• _WORK INSTRUCTIONS_
If a line of the records holds the word "imagine", copy it out.

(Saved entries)
+---+
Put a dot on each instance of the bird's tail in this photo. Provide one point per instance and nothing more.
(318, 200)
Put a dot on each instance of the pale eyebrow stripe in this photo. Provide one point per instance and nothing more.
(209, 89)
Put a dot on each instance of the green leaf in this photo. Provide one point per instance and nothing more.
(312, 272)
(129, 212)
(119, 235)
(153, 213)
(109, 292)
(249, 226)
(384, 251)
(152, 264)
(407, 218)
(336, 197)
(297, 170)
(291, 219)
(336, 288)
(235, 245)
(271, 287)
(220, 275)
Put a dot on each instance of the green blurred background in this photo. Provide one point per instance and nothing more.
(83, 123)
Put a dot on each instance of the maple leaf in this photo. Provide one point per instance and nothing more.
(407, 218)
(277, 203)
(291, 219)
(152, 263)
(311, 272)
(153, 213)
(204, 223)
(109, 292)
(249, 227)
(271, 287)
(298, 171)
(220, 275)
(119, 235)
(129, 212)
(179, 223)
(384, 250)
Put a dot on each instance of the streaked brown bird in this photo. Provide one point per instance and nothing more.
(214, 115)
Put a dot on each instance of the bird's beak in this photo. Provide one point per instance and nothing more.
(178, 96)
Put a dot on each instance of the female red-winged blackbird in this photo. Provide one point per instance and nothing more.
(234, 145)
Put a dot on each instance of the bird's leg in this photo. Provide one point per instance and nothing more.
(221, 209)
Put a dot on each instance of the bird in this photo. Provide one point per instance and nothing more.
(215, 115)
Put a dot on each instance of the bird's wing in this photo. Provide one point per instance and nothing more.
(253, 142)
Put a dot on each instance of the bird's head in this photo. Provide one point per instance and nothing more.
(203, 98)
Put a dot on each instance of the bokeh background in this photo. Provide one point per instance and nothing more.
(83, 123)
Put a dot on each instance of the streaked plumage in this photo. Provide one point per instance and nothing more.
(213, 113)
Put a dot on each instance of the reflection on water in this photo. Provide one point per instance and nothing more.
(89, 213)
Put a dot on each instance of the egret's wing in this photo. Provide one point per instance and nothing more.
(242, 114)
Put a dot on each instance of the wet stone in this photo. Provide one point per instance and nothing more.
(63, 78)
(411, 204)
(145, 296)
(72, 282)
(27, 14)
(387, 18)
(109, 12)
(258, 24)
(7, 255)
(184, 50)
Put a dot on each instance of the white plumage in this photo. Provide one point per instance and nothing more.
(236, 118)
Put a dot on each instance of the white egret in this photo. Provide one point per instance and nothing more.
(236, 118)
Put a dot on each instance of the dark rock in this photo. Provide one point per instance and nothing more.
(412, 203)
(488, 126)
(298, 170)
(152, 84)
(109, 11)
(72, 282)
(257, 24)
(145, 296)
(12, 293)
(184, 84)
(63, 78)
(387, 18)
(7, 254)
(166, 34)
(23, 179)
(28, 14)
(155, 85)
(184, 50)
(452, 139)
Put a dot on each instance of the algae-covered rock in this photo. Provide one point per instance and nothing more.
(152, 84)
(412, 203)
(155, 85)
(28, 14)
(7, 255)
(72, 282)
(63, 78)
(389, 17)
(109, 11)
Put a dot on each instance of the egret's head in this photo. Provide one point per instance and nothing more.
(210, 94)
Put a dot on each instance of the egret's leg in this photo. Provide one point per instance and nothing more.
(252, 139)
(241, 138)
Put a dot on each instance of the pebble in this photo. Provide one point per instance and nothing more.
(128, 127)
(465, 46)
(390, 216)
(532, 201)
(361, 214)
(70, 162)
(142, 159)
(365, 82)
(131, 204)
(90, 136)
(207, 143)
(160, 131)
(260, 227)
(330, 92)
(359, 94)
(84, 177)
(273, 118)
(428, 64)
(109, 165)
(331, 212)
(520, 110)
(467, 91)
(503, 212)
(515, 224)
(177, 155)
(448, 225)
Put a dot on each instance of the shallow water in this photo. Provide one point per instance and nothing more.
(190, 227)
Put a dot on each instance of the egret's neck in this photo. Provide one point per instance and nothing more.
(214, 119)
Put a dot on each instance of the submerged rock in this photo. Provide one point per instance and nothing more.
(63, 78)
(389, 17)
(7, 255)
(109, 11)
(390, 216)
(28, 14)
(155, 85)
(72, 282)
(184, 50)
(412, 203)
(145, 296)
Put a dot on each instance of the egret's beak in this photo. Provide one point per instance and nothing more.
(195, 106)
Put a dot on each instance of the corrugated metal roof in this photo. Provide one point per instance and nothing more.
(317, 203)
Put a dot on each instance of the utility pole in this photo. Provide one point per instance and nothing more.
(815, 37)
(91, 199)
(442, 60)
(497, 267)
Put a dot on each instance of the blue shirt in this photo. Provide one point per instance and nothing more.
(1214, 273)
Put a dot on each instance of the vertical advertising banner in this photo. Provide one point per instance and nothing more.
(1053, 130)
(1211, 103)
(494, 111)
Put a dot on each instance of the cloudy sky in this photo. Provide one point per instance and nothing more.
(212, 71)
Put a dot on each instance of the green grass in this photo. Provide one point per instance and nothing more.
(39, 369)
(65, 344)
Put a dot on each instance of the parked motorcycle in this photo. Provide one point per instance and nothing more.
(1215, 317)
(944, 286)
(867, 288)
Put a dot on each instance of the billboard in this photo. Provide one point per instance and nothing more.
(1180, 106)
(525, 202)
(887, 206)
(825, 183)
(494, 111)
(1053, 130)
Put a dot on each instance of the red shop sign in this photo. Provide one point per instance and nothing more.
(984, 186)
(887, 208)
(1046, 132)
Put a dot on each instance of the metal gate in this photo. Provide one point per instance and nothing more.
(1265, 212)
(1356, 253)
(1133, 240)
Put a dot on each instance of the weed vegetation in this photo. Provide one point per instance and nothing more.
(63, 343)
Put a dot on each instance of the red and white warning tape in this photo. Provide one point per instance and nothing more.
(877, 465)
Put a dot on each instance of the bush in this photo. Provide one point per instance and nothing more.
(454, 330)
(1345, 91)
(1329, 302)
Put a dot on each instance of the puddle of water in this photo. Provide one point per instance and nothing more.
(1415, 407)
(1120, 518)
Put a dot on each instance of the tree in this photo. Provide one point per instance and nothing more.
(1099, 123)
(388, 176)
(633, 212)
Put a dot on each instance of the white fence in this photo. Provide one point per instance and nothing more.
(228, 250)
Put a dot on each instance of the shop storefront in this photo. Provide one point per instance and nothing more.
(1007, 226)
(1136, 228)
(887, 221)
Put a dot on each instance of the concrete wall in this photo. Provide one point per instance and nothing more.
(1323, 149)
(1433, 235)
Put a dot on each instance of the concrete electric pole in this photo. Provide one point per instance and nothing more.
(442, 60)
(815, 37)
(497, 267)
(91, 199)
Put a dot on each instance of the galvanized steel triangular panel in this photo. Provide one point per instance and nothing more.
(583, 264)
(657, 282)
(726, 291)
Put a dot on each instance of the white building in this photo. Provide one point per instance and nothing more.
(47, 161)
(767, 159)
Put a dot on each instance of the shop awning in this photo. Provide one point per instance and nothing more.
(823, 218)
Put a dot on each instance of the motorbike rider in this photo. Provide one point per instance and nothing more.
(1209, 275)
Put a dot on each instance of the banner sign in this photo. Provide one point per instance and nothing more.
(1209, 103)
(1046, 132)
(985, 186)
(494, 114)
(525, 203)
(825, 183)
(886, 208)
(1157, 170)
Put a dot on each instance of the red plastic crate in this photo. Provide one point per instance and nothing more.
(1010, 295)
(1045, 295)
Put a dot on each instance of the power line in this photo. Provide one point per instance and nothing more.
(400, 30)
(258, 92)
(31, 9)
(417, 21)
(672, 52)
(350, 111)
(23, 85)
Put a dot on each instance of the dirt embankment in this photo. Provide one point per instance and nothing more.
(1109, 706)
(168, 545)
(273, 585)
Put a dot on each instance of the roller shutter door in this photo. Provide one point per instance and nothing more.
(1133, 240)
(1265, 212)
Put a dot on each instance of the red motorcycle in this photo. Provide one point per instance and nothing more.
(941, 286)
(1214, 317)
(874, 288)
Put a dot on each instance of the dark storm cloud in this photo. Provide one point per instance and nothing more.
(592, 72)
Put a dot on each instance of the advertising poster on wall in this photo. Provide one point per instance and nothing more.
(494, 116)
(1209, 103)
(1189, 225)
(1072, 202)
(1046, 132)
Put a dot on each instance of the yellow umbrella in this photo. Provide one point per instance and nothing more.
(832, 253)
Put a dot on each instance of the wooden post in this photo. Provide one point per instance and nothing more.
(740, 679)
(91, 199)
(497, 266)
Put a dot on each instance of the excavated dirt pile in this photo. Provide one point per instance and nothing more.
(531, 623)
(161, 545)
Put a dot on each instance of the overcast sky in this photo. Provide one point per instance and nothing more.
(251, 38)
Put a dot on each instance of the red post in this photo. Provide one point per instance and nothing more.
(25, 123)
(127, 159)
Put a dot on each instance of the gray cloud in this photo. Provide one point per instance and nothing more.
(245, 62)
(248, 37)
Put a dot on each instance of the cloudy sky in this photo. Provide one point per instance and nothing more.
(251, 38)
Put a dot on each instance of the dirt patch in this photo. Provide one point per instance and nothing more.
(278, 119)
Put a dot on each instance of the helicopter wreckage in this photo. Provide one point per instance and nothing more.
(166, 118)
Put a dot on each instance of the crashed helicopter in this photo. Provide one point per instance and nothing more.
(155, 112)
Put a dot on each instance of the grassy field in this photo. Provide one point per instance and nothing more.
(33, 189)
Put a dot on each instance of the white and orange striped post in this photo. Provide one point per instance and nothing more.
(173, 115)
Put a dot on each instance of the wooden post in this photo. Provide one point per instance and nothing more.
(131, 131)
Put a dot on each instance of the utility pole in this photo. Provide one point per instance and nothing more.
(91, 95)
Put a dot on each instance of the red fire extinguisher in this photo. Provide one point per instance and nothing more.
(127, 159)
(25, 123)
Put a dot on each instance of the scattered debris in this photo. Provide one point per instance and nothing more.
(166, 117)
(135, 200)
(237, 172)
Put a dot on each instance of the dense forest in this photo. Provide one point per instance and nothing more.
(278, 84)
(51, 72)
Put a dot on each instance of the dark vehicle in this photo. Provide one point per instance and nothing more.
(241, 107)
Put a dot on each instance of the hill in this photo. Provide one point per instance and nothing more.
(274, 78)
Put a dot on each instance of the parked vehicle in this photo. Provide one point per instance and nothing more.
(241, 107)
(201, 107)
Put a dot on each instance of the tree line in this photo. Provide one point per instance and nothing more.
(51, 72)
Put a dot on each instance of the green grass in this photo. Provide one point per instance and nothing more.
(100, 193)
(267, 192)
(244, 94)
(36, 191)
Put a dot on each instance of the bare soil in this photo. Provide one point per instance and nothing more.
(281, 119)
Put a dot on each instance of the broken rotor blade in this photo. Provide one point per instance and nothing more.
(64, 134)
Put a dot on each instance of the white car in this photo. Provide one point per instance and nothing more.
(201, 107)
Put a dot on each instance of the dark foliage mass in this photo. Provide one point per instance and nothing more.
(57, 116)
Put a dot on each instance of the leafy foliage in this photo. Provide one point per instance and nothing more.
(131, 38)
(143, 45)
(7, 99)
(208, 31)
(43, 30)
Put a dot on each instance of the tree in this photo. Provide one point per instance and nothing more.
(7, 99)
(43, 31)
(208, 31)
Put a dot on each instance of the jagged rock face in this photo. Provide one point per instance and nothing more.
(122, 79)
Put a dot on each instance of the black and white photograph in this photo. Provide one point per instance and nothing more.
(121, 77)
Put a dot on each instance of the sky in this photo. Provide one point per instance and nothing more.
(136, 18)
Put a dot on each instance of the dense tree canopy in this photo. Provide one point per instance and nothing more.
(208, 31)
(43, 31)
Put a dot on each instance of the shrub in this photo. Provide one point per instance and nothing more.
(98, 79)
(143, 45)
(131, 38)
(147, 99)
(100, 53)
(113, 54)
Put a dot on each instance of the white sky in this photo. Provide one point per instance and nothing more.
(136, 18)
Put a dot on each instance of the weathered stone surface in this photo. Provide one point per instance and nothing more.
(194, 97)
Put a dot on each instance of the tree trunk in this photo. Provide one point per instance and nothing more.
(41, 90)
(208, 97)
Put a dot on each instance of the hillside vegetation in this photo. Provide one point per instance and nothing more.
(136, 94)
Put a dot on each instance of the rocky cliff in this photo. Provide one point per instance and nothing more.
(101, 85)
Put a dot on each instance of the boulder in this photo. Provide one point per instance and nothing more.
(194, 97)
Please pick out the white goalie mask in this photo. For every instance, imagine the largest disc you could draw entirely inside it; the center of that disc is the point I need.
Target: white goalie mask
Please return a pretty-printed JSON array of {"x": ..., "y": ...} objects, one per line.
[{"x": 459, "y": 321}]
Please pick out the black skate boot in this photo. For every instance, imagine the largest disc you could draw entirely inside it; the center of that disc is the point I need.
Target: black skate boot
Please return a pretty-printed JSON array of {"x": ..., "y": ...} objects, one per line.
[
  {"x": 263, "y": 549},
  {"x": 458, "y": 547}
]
+---+
• _ANSWER TO THIS PROBLEM_
Please pick out the white goalie mask in this photo. For every instance, imagine the largest disc you could draw entirely inside it; the center of that disc is the point I need.
Please pick out the black skate boot in this photo. For every instance, imagine the largest disc you could draw entirely inside it; the center of that disc is the point I need.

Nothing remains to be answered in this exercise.